**WORK ITEM**. Render every line of the records below as a Markdown table with the columns "No." and "Line," numbering the rows in order and omitting blank lines.

**Collected data entries**.
+++++

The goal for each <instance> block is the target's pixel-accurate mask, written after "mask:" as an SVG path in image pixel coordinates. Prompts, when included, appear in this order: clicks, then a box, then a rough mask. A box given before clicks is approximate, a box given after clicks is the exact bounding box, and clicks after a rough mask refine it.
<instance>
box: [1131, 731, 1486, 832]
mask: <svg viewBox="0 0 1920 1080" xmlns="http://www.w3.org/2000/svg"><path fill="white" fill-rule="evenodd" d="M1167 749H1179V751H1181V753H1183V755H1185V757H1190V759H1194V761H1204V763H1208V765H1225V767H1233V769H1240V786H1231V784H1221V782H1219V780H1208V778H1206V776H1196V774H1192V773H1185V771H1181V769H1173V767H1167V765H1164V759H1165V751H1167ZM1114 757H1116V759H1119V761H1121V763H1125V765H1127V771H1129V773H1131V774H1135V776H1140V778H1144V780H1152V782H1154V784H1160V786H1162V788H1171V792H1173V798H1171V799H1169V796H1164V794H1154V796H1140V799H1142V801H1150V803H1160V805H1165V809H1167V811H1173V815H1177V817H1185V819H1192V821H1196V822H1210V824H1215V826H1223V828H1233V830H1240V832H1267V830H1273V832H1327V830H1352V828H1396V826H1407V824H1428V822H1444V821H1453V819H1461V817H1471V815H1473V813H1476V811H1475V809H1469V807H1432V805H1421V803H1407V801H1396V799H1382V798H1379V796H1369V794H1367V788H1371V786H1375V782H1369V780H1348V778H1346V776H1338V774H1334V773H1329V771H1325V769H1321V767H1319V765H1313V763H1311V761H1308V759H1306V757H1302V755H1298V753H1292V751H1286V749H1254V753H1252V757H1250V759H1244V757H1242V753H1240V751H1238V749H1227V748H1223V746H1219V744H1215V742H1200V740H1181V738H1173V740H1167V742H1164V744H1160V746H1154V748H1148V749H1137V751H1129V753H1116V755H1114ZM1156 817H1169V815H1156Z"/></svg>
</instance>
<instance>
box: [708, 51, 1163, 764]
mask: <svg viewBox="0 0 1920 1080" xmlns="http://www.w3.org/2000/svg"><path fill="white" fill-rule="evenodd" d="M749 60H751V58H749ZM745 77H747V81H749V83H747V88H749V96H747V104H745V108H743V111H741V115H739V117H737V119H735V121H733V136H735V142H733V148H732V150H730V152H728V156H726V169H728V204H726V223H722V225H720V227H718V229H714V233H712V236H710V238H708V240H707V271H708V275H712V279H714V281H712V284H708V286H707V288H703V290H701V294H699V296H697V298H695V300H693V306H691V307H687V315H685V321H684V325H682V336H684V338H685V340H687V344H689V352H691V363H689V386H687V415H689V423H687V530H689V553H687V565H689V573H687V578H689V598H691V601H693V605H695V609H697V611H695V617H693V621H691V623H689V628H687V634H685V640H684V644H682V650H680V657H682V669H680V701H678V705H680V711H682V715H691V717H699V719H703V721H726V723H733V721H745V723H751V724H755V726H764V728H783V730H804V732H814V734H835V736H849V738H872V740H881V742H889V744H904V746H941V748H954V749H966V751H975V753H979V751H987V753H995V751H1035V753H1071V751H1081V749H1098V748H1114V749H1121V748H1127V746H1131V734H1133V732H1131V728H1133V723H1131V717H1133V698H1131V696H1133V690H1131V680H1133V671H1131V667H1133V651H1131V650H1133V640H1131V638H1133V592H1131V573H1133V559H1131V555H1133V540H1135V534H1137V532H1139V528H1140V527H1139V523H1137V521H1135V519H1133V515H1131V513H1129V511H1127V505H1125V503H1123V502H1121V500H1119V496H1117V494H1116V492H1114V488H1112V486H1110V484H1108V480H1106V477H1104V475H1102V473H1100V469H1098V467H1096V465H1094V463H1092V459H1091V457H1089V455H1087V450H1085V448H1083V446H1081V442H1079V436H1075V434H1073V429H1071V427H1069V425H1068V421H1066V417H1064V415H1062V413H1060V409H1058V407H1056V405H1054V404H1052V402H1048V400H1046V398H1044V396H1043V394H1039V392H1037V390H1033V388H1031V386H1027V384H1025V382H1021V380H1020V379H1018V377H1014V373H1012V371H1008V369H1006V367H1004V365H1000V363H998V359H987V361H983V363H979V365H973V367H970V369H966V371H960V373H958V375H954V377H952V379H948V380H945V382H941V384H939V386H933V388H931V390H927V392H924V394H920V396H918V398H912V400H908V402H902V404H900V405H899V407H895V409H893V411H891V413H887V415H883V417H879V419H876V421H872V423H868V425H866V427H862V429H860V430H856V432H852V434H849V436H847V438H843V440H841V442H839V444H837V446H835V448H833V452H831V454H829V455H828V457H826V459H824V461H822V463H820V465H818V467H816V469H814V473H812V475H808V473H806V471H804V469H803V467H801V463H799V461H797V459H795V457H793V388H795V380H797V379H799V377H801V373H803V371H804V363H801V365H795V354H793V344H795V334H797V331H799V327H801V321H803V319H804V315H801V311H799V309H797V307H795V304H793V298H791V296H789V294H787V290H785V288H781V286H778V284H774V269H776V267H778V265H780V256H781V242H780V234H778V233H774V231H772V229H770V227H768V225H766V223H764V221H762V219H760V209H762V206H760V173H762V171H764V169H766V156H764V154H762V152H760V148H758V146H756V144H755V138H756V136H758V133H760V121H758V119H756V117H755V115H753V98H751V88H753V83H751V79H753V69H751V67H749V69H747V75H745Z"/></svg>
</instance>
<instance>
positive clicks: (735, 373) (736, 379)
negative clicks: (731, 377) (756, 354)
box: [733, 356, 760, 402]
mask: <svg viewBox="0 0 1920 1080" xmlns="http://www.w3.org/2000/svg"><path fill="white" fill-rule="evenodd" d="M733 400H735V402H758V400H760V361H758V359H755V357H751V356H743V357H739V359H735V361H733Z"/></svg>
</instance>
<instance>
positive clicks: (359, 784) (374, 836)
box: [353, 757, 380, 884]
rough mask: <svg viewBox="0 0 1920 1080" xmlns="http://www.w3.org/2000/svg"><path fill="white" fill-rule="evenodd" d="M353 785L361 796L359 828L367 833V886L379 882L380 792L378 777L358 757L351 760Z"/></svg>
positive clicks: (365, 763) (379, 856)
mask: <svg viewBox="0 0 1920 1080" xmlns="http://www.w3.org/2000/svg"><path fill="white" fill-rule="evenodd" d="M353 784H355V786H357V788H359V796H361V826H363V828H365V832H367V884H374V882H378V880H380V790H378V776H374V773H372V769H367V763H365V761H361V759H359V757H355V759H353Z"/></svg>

+++++

**EXPECTED ANSWER**.
| No. | Line |
|---|---|
| 1 | The goal for each <instance> block is the target's pixel-accurate mask, written after "mask:" as an SVG path in image pixel coordinates. Prompts, when included, appear in this order: clicks, then a box, then a rough mask. A box given before clicks is approximate, a box given after clicks is the exact bounding box, and clicks after a rough mask refine it. |
| 2 | <instance> |
| 3 | box: [1131, 731, 1486, 832] |
| 4 | mask: <svg viewBox="0 0 1920 1080" xmlns="http://www.w3.org/2000/svg"><path fill="white" fill-rule="evenodd" d="M1167 749H1179V751H1181V753H1183V755H1185V757H1190V759H1194V761H1204V763H1208V765H1225V767H1233V769H1240V786H1231V784H1221V782H1219V780H1208V778H1206V776H1196V774H1192V773H1185V771H1181V769H1173V767H1167V765H1164V759H1165V751H1167ZM1114 757H1116V759H1119V761H1121V763H1125V765H1127V771H1129V773H1131V774H1135V776H1140V778H1144V780H1152V782H1154V784H1160V786H1162V788H1171V792H1173V798H1171V799H1169V796H1164V794H1154V796H1140V799H1142V801H1150V803H1160V805H1165V809H1167V811H1173V815H1177V817H1185V819H1192V821H1196V822H1210V824H1215V826H1223V828H1233V830H1240V832H1267V830H1273V832H1327V830H1352V828H1396V826H1407V824H1428V822H1444V821H1453V819H1461V817H1471V815H1473V813H1476V811H1475V809H1469V807H1432V805H1421V803H1407V801H1396V799H1382V798H1379V796H1369V794H1367V788H1371V786H1375V782H1369V780H1348V778H1346V776H1338V774H1334V773H1329V771H1325V769H1321V767H1319V765H1313V763H1311V761H1308V759H1306V757H1302V755H1298V753H1292V751H1286V749H1254V753H1252V757H1250V759H1244V757H1242V753H1240V751H1238V749H1227V748H1223V746H1219V744H1215V742H1200V740H1181V738H1173V740H1167V742H1164V744H1160V746H1154V748H1148V749H1137V751H1129V753H1116V755H1114ZM1156 817H1169V815H1156Z"/></svg> |
| 5 | </instance> |
| 6 | <instance> |
| 7 | box: [708, 51, 1163, 764] |
| 8 | mask: <svg viewBox="0 0 1920 1080" xmlns="http://www.w3.org/2000/svg"><path fill="white" fill-rule="evenodd" d="M749 60H751V58H749ZM745 77H747V81H749V83H747V88H749V96H747V104H745V108H743V111H741V115H739V117H737V119H735V121H733V136H735V142H733V148H732V150H730V152H728V156H726V169H728V204H726V223H722V225H720V227H718V229H714V233H712V236H710V238H708V240H707V271H708V275H712V279H714V281H712V284H708V286H707V288H703V290H701V294H699V296H697V298H695V300H693V306H691V307H687V315H685V321H684V325H682V336H684V338H685V340H687V344H689V352H691V363H689V386H687V415H689V423H687V530H689V553H687V565H689V573H687V578H689V598H691V601H693V605H695V609H697V611H695V617H693V621H691V623H689V628H687V634H685V640H684V644H682V650H680V657H682V669H680V701H678V705H680V711H682V715H691V717H699V719H703V721H726V723H733V721H745V723H751V724H755V726H764V728H783V730H804V732H814V734H835V736H849V738H872V740H881V742H889V744H904V746H941V748H954V749H966V751H975V753H979V751H987V753H995V751H1035V753H1071V751H1081V749H1098V748H1114V749H1121V748H1127V746H1131V734H1133V732H1131V728H1133V723H1131V717H1133V698H1131V696H1133V690H1131V680H1133V671H1131V667H1133V651H1131V650H1133V640H1131V638H1133V592H1131V573H1133V559H1131V555H1133V540H1135V534H1137V532H1139V528H1140V527H1139V523H1137V521H1135V519H1133V515H1131V513H1129V511H1127V505H1125V503H1123V502H1121V500H1119V496H1117V494H1116V492H1114V488H1112V486H1110V484H1108V480H1106V477H1104V475H1102V473H1100V469H1098V467H1096V465H1094V463H1092V459H1091V457H1089V455H1087V450H1085V448H1083V446H1081V442H1079V436H1075V434H1073V429H1071V427H1069V425H1068V421H1066V417H1064V415H1062V413H1060V409H1058V407H1056V405H1054V404H1052V402H1048V400H1046V398H1044V396H1043V394H1039V392H1037V390H1033V388H1031V386H1027V384H1025V382H1021V380H1020V379H1018V377H1014V373H1012V371H1008V369H1006V367H1004V365H1000V363H998V359H987V361H983V363H979V365H973V367H970V369H966V371H960V373H958V375H954V377H952V379H948V380H945V382H941V384H939V386H933V388H931V390H927V392H924V394H920V396H918V398H912V400H908V402H902V404H900V405H899V407H895V409H893V411H891V413H887V415H883V417H879V419H876V421H872V423H868V425H866V427H862V429H860V430H856V432H852V434H849V436H847V438H843V440H841V442H839V444H837V446H835V448H833V452H831V454H829V455H828V457H826V459H824V461H822V463H820V465H818V467H816V469H814V473H812V475H808V473H806V471H804V469H803V467H801V463H799V461H797V459H795V457H793V388H795V380H797V379H799V377H801V373H803V371H804V363H801V365H795V354H793V344H795V334H797V331H799V327H801V321H803V319H804V315H801V311H799V309H797V307H795V304H793V298H791V296H789V294H787V290H785V288H781V286H778V284H774V269H776V267H778V265H780V256H781V242H780V234H778V233H774V231H772V229H770V227H768V225H766V223H764V221H762V219H760V209H762V206H760V173H762V171H764V169H766V156H764V154H762V152H760V148H758V146H756V144H755V138H756V136H758V133H760V121H758V119H756V117H755V115H753V98H751V88H753V83H751V79H753V69H751V67H749V69H747V75H745Z"/></svg> |
| 9 | </instance> |
| 10 | <instance> |
| 11 | positive clicks: (735, 373) (736, 379) |
| 12 | negative clicks: (731, 377) (756, 354) |
| 13 | box: [733, 356, 760, 402] |
| 14 | mask: <svg viewBox="0 0 1920 1080" xmlns="http://www.w3.org/2000/svg"><path fill="white" fill-rule="evenodd" d="M733 400H735V402H758V400H760V361H758V359H755V357H751V356H743V357H739V359H735V361H733Z"/></svg> |
| 15 | </instance> |
| 16 | <instance> |
| 17 | positive clicks: (359, 784) (374, 836) |
| 18 | box: [353, 757, 380, 884] |
| 19 | rough mask: <svg viewBox="0 0 1920 1080" xmlns="http://www.w3.org/2000/svg"><path fill="white" fill-rule="evenodd" d="M353 785L361 796L359 828L367 833V886L379 882L380 792L378 777L358 757L351 760Z"/></svg> |
| 20 | positive clicks: (365, 763) (379, 856) |
| 21 | mask: <svg viewBox="0 0 1920 1080" xmlns="http://www.w3.org/2000/svg"><path fill="white" fill-rule="evenodd" d="M353 784H355V786H357V788H359V796H361V826H363V828H365V832H367V884H374V882H378V880H380V790H378V776H374V773H372V769H367V763H365V761H361V759H359V757H355V759H353Z"/></svg> |